Input:
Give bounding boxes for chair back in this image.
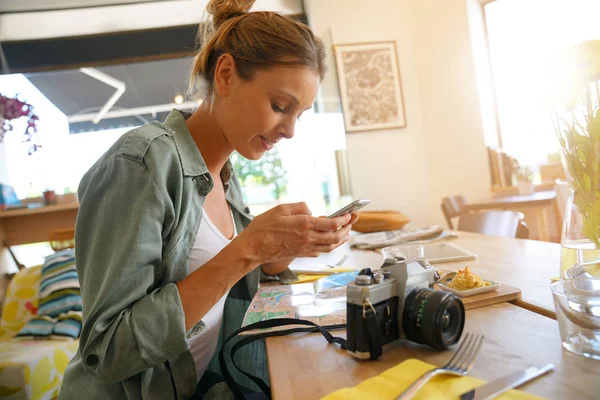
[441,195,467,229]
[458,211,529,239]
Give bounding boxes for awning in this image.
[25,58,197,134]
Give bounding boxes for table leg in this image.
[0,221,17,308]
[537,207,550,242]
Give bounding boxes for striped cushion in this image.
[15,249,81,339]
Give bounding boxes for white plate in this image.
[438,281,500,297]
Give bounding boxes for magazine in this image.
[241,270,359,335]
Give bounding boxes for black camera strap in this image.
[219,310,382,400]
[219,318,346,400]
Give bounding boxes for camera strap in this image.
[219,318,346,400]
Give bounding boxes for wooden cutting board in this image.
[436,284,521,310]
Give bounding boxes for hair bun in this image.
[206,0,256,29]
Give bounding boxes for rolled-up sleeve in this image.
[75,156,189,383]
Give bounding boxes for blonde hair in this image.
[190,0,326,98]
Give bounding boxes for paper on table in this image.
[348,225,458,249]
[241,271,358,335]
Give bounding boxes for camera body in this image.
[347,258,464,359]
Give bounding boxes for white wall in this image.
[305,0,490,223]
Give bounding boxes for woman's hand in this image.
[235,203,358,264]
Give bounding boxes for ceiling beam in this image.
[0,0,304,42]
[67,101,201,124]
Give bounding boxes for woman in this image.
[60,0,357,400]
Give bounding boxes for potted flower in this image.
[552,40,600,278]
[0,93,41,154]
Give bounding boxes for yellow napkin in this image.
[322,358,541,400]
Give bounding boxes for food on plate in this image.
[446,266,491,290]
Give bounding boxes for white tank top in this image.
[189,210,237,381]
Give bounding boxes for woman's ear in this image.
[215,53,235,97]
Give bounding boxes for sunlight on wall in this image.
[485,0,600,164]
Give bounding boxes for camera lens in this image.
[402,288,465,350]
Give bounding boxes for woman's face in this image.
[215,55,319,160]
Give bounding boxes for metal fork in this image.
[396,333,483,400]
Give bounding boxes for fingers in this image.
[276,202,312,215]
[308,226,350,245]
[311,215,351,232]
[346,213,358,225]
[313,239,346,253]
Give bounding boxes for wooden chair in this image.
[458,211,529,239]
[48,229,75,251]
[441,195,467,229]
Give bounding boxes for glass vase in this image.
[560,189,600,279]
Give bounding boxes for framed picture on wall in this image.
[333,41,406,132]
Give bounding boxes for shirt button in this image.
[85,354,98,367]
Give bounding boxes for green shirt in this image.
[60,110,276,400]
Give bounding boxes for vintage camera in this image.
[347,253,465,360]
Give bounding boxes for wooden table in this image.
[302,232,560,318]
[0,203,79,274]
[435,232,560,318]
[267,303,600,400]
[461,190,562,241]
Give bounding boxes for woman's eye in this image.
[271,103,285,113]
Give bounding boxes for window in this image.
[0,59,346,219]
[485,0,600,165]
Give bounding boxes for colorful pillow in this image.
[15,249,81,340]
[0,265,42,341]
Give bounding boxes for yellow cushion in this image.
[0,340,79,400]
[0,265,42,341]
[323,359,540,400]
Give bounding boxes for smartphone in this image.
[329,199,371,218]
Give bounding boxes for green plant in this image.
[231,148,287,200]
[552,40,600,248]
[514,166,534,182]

---

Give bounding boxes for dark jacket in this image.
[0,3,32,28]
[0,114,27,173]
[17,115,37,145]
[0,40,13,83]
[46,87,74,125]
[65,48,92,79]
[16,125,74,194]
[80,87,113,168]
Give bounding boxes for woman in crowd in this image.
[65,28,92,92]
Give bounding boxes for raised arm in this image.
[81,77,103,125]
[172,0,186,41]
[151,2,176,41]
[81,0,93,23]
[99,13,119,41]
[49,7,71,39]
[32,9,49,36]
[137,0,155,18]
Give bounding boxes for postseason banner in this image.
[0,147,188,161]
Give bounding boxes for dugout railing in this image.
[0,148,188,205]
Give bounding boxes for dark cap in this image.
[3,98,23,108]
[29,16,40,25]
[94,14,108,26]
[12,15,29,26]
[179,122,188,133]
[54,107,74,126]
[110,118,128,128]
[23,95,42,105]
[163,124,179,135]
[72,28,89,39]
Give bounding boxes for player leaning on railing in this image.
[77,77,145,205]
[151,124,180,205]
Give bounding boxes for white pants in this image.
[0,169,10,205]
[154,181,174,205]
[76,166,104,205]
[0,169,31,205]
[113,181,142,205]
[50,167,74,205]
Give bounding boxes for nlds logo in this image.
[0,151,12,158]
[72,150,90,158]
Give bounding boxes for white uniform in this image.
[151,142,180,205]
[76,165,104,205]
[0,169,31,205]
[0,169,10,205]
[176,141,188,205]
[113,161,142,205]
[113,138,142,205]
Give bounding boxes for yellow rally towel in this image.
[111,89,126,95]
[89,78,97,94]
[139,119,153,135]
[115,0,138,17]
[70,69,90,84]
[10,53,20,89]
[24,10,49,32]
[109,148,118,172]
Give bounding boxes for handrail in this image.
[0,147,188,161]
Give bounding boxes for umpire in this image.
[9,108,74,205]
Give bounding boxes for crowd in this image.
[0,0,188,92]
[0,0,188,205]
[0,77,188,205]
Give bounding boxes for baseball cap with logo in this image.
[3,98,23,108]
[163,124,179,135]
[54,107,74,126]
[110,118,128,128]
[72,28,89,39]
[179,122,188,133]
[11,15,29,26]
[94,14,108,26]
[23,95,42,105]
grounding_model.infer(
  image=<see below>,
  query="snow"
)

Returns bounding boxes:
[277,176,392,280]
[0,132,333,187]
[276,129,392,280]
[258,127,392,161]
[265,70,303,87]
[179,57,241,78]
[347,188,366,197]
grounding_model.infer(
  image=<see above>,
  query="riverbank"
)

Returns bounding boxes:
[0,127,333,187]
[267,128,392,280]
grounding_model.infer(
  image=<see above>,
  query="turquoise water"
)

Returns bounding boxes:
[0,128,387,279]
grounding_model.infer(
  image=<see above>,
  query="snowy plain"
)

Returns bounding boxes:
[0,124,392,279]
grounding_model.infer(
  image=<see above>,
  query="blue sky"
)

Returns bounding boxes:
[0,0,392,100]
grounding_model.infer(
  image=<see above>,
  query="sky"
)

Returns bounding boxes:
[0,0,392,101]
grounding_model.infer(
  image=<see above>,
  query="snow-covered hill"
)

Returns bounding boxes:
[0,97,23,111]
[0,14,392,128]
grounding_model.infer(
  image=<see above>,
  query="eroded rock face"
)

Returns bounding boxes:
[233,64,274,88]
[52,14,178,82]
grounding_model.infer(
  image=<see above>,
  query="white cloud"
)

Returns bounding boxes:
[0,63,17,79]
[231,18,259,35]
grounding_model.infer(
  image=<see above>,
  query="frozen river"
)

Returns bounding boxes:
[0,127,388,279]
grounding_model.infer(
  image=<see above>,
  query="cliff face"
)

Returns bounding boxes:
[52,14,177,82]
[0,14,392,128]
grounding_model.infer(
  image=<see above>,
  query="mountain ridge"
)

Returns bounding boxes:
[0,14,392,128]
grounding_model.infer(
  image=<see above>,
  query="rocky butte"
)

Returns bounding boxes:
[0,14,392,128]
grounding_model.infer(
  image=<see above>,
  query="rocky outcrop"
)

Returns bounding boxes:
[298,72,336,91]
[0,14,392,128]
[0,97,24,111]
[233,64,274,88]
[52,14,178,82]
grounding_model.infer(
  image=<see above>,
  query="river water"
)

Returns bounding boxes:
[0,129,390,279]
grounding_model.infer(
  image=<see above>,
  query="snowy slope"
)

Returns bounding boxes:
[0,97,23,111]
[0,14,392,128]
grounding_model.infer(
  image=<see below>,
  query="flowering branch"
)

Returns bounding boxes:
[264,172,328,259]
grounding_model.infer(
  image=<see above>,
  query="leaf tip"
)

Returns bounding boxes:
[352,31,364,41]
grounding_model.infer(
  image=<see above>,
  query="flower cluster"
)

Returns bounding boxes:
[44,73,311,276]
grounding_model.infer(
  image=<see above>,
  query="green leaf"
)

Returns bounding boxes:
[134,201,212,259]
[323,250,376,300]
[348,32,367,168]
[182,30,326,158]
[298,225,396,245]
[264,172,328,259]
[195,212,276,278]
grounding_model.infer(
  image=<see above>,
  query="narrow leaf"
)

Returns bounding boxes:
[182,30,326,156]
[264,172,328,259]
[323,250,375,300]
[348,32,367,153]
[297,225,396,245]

==

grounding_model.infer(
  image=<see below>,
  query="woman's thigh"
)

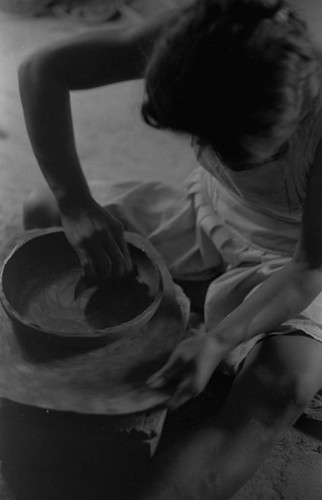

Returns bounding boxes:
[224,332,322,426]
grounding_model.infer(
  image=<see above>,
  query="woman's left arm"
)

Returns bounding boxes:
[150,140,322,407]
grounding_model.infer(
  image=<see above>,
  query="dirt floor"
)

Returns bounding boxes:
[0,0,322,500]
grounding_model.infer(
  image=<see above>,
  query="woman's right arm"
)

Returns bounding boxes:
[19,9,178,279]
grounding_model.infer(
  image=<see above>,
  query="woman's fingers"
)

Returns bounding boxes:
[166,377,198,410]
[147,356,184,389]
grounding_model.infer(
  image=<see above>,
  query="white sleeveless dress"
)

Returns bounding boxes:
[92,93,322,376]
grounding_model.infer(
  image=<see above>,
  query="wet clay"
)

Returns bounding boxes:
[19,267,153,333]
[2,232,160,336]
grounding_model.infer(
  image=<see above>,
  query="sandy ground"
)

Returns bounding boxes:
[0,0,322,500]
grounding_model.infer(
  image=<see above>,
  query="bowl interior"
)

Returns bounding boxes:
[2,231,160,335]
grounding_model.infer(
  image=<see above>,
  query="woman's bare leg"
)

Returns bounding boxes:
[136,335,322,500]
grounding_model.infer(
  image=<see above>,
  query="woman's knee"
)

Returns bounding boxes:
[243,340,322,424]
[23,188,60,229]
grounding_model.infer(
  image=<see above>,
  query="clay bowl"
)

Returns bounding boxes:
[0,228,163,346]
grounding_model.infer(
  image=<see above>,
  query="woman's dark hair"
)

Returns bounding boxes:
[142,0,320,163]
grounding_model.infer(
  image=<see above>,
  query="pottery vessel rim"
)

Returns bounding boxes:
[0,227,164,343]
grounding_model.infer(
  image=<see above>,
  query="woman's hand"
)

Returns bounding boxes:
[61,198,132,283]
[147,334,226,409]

What you will do:
List every line of the records above that contains the word "snowy".

Exercise result:
  query="snowy plain"
  query="snowy slope"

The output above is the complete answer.